Instruction:
Please show each line of the material below that contains the word "green", copied in full. Case counts.

● ● ● ●

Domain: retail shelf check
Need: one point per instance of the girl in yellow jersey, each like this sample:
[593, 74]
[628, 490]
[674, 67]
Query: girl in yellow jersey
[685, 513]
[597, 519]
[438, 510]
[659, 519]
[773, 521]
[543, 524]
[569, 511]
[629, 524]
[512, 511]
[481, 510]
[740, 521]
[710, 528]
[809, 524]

● ● ● ●

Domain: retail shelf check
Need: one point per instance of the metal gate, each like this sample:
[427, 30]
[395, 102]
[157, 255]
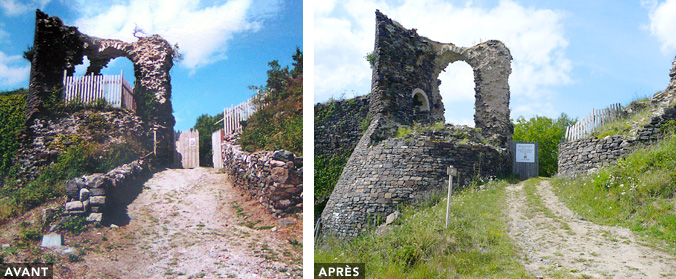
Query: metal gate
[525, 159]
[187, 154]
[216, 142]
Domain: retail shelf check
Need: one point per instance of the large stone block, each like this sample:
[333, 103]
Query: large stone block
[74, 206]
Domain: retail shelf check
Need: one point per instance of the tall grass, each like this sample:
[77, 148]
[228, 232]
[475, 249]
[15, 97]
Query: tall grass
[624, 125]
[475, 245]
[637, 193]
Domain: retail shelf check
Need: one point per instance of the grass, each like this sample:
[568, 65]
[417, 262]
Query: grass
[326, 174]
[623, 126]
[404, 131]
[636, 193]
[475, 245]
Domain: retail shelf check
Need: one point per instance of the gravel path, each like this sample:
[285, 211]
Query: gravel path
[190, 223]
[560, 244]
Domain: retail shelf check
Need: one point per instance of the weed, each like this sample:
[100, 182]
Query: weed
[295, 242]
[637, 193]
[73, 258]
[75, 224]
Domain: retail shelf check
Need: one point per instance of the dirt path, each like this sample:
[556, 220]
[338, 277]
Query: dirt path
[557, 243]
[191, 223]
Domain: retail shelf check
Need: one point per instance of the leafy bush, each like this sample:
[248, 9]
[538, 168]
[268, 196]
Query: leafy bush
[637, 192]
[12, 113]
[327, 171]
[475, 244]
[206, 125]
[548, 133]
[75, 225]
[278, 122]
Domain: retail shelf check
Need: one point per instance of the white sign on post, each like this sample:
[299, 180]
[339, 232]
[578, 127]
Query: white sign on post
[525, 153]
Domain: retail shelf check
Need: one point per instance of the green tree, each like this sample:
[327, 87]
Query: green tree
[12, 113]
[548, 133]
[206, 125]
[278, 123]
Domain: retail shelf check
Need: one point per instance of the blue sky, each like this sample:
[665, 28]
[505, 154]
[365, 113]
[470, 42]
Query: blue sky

● ● ● ●

Output for this task:
Need: one point per instance of the green tree, each like this sample:
Query: green tree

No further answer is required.